> Segment du document
-----
KS : Je sais, je sais. La raison pour laquelle je n’utilise au maximum que deux guitares en règle générale est que… quand vous entendez des chants sur nos disques, il y a au maximum deux guitares et une basse… et de la batterie. Et quand il n’y a pas de chant, il y a un repiquage. Et le repiquage est habituellement un genre de retour samplé ou une flûte, une voix, un mix de tout ça sampléensemble. Ah oui, il y a une autre chanson avec beaucoup de guitares, « Sometimes ». Dans « Sometimes »,  il y avait sept guitares acoustiques qui jouaient en même temps. On a ajouté un effet de la gauche jusqu’à la droite et une des guitares acoustiques a été branchée sur un ampli Marshall, mais ça ne sonne pas comme beaucoup de guitares. La chanson qui sonne comme s’il y avait beaucoup de guitares n’en a en fait qu’une seule, et celle qui sonne plus sobrement en a quelques-unes.

 

-C’est très intéressant. Votre technique de guitare avec les tremolo est assez unique mais comment avez-vous fait pour établir un tel style ?

KS : Un ami à moi, en 1988 quand le label Creation nous a proposé d’enregistrer notre premier EP, m’a prêté du matériel. Je n’avais pas de bon matos à l’époque. Il m’a laissé utiliser  son Jazzmaster. Il y avait un bras à tremolo dessus. C’était la première fois que je jouais de la guitare avec ce genre de tremolo et j’ai adoré. En deux heures, j’étais tombé amoureux. Quelques mois plus tard, j’ai acheté une Jaguar quand on a fait  « Isn’t Anything ». C’était une Jaguar japonaise. On a enregistré  « Isn’t Anything » avec une Jaguar japonaise. Ce qui est drôle d’ailleurs vous savez, c’est que tous les instruments qu’on a utilisés pour enregistrer « Isn’t Anything » sont des instruments qui ont été fabriqués au Japon.  En fait non, je me souviens qu’il y avait certaines basses qui étaient des Fender Precision. Donc non pas du tout, mais la plupart venaient quand même du japon.
-----
> Extraits du corpus
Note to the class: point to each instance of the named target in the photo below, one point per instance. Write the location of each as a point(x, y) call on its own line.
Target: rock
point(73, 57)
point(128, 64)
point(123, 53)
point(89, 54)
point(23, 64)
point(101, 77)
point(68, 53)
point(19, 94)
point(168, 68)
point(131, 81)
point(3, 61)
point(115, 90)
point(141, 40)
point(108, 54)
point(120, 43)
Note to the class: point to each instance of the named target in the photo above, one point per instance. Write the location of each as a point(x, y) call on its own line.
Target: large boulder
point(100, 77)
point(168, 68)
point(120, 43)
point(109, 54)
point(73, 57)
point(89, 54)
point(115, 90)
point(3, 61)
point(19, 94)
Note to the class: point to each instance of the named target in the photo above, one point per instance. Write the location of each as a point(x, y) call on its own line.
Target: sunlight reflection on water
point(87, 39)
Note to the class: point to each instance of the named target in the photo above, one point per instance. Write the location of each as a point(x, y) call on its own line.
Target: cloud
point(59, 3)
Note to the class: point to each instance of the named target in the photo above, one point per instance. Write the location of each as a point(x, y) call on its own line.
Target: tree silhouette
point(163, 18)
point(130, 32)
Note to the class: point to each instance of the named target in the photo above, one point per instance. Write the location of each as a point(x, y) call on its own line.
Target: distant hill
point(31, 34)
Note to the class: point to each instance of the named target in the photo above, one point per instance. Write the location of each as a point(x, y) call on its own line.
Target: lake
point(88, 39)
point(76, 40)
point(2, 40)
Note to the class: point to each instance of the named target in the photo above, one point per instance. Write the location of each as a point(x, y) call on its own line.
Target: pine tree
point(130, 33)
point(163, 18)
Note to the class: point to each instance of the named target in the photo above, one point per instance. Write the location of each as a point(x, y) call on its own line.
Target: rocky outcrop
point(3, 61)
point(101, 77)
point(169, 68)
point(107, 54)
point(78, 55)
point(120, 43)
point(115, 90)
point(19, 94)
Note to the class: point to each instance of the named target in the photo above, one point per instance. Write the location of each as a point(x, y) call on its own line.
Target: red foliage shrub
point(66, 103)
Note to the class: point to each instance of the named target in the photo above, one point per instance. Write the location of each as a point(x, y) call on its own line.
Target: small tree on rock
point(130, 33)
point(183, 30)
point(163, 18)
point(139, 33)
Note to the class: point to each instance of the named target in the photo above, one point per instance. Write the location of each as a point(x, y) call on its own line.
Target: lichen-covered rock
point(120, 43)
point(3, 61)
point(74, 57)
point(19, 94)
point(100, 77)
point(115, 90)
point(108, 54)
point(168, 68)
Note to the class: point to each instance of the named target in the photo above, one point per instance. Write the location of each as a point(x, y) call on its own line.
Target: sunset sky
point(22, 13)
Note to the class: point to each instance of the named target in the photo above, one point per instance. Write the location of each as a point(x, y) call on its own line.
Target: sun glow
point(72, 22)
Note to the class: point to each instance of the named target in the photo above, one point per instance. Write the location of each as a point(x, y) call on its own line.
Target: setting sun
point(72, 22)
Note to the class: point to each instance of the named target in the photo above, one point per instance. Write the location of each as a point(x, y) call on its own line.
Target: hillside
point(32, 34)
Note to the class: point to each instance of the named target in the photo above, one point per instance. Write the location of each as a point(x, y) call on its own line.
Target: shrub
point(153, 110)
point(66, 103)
-----
> Tâche à réaliser
Prolongez l'entretien sur la guitare et l'enregistrement d'« Isn't Anything » en reprenant après sa dernière phrase. Les items proviennent d'une autre source.

> Résultat de la tâche
 

-D’ailleurs, l’un des titres préférés de M. Ito est «Feed Me With Your Kiss» de « Isn’t Anything » mais quand il a écouté le morceau récemment, le son lui a rappelé les Go Betweens et Faust. Qu’est ce que vous pensez de la comparaison ?

KS : Go Betweens ? Hmmmm… Je ne sais pas… Mais c’est marrant parce que quand on a enregistré « Isn’t Anything », l’ingénieur du son qui a fait la moitié de l’album était dans un groupe allemand expérimental qui s’appelait Amon Düül II. Il nous a fait connaitre le Krautrock, cette musique expérimentale de la fin des années 60 au début des années 70, parce qu’il était dans le mouvement. Donc quand on enregistre «Isn’t Anything» j’avais déjà eu une petite introduction à ce genre de musique par lui. Mais pour les Go Betweens je ne sais pas. Ils étaient plutôt bon je crois ceci dit.

 

-Il y avait un album qui s’appelait « Tremolo ». C’est un hommage aux bras à trémolo ?

KS : Ah… un peu. Ouais. Le morceau « To Here Knows When » de l’EP « Tremolo » est assez différent de la version de Loveless. Il a été mixé différemment. La version sur l’EP a plus de mouvement. Plus de… Je ne peux pas l’expliquer très clairement mais il y a plus de mouvement. On avait qu’une seule guitare mais on utilisait un Noise Gate et un compresseur ce qui donnait un autre mouvement aux guitares… Je ne sais pas comment expliquer cela.

-Bon, la prochaine question est un peu idiote mais êtes vous une de ces personnes qui regarde ses pieds quand il parle aux autres ?

KS: Non.

 

-Je vois.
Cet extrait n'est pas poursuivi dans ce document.